Task A ▸ According to the article on Dark Ages TV dramas, how many parts does Beowulf: Return to the Shieldlands have?
Task B ▸ Reproduce everything in the listing from the line containing "outline --target=foliage background" down to the end of the listing, both ends included.

Source extract ▸
begin

Sex, swords and dragons: TV plunders Dark Ages for next heroic hit

Bastard
A scene from the TV drama The Bastard Executioner. Photograph: Observer

Move over Thomas Cromwell and Henry VIII: the heroes of this season’s historical television are more likely to be sword-wielding warriors from the Dark Ages battling the occasional dragon.

The runaway success of HBO’s Game of Thrones – as well as the BBC’s Wolf Hall and Showtime’s hit series The Tudors – is encouraging the BBC and ITV to look back even further in British history for a lavish new set of dramas starring heroic but flawed heroes alongside plenty of gore and pillage.

October sees the start of The Last Kingdom on BBC2, produced by the makers of Downton Abbey. It’s a battle-packed ninth-century story of struggles between the Anglo-Saxons and Danes, with Alfred the Great saving Wessex and, ultimately, English society. “It caught my imagination,” said the executive producer, Gareth Neame of Carnival Films.

ITV, meanwhile, is completing Beowulf: Return to the Shieldlands, showing in January, a 13-part epic loosely based on the Anglo-Saxon poem – elegantly translated into modern English in 2000 by Seamus Heaney – complete with computer-generated dragons and monsters, including Grendel and his mother. Tim Haines, ITV drama creative director and executive producer, said: “I think it is another type of period drama. It has become a form of adult escapism.”

It doesn’t stop there. American cable broadcaster FX Networks, known for spicy drama, is filming The Bastard Executioner, a grim 14th-century tale of rebellion by the Marcher earls who guarded the Anglo-Welsh border. Some see it as a Welsh version of Braveheart, and an opening line declares: “There’s nothing more dangerous than a Welshman who has nothing to lose.” Locations include Caerphilly castle and Snowdon.

end

Data shown ▸
begin

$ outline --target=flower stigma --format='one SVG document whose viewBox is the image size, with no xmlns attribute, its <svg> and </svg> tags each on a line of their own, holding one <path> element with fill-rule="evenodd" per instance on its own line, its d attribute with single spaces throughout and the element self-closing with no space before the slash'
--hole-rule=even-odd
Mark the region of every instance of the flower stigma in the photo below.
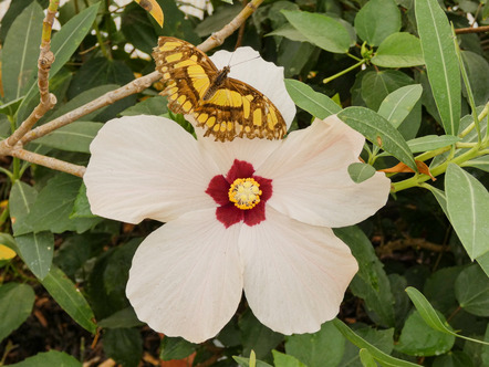
<svg viewBox="0 0 489 367">
<path fill-rule="evenodd" d="M 252 209 L 260 202 L 260 184 L 252 178 L 237 178 L 229 188 L 229 200 L 239 209 Z"/>
</svg>

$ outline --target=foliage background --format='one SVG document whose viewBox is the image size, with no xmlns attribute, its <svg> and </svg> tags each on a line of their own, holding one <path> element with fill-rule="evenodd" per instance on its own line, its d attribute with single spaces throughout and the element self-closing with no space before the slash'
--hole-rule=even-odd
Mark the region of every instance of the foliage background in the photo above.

end

Written solution A ▸ 13

Written solution B ▸
$ outline --target=foliage background --format='one SVG document whose viewBox is the image size, with no xmlns attribute, its <svg> and </svg> tags each on a line of their own, holding one <path> element with fill-rule="evenodd" per instance on its own line, its d attribute with single spaces throughout and the element self-closing with no space before the slash'
--hole-rule=even-odd
Mark the region of every instance of the foliage background in the photo above.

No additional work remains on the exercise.